== Task requirements ==
• A. Rewrite the paragraph of the advice column beginning "The time for tentative broaching has passed" more briefly, keeping its main facts.
• B. Pick up the advice column after its final sentence, "But what excuse could I give to bail?", and continue it.

== Exercise passage ==
I have tentatively broached the subject of therapy, but he is not interested. I don't know what to do.

Frustrated Fiancée

He hasn't hit you… yet.

I'm not saying he'll definitely get around to hitting you, FF, but a man who goes apeshit when he misses the subway is likely to go apeshit on his wife sooner or later. Marriages are more stressful than commutes. And I'm sorry, but it's a disturbing sign that you're already tiptoeing around this guy ("I have tentatively broached the subject") and making excuses for him ("My fiancé would never in a million years hit or abuse me").

Emergency rooms, divorce courts, and graveyards are filled with women who once said, "My fiancé would never in a million years hit me."

The time for tentative broaching has passed, FF, and the time for confrontational confronting and ultimatums has arrived: he gets his ass into therapy and gets a grip on his anger issues, or the wedding is off. And this can't be about seeing a therapist once or twice to mollify you. He has to solve this problem before you pick out cake toppers. And if he won't get help, or if he can't solve this problem even with help, do not marry him.

 

I'm female, bi, mid-twenties, into kink — bedroom-only BDSM stuff — and involved in the local kink scene in NYC. I'm not into public sex or group sex; that's just not appealing to me. One of my closest friends is having a birthday party. Most people do a bar crawl, but this friend is hosting a straight-up orgy. I don't want to be a no-show — it's her birthday! — but sitting around fully dressed, trying to make small talk with someone while a fisting scene is taking place two feet away? AWKWARD. I thought about going for the first half, while people are drinking, and leaving before it turns into an orgy. But what excuse could I give to bail?

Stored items
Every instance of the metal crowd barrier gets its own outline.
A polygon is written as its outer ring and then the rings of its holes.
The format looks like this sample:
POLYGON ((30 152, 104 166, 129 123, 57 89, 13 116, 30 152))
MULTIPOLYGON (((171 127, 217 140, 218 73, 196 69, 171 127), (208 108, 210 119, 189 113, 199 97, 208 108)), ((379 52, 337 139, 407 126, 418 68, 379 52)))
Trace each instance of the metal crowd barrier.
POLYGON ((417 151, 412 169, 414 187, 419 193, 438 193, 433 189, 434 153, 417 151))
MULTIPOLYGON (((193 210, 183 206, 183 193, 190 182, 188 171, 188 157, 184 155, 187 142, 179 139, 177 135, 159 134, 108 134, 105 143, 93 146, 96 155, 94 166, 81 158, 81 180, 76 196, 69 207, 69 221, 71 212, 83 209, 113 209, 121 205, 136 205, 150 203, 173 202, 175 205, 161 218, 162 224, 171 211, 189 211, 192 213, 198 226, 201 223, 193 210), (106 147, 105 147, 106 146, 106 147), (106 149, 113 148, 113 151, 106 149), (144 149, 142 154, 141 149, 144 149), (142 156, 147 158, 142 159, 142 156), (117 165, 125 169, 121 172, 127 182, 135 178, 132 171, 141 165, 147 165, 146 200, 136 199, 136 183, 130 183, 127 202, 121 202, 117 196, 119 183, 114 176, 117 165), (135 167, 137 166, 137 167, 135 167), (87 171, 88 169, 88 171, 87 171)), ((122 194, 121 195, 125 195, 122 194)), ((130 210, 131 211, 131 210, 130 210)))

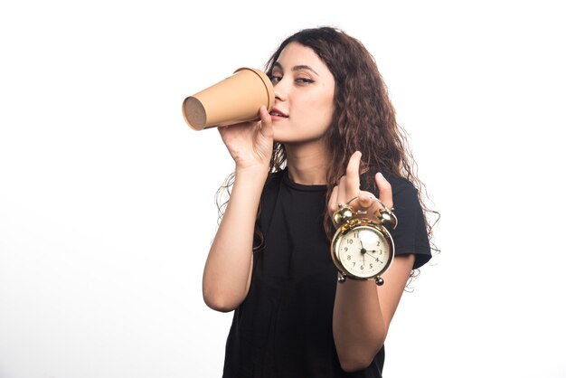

== Answer section ==
• A. Gentle hints are no longer enough. FF must now confront her fiancé with an ultimatum: he goes to therapy and gets his anger under control, or the wedding is off. A session or two to placate her won't do. He must solve the problem before she picks out cake toppers. If he refuses help, or can't solve it even with help, she should not marry him.

• B.
— Wallflower At The Orgy

How about the truth?

If you're mature enough to be a part of NYC's kink scene, you're mature enough to say this to your friend: "I love you, but orgies just aren't my thing. I'll be at your party — I wouldn't miss it! — but I'm going to quietly slip out before the first fist disappears into the first orifice."

If anyone should be able to hear that without taking offense, WATO, it's a member of an organized kink scene. All organized kinksters ask of each other is an open mind about kinks generally, thoughtfulness about consent and safety specifically, and clarity about boundaries absolutely. No one in a kink scene expects that all kinks — and group play is a kink — appeal to all kinksters equally.

So go to the party, wish your friend a happy birthday, then head for the door when you hear the snap of the first latex glove.

 

I am a twenty-eight-year-old woman, living in a town with a big military base. About a year ago, I noticed this really torn-up-looking guy sitting by himself in a bar. It turned out his wife had just been deployed and was going to be gone for nine months. He said he didn't think he'd make it. We wound up having sex. I moved in a few days after that. The whole thing revolved around nobody asking questions. Over time, I fell in love with him, and I thought he fell in love with me. If I thought about the future, I told myself he'd leave his wife for me.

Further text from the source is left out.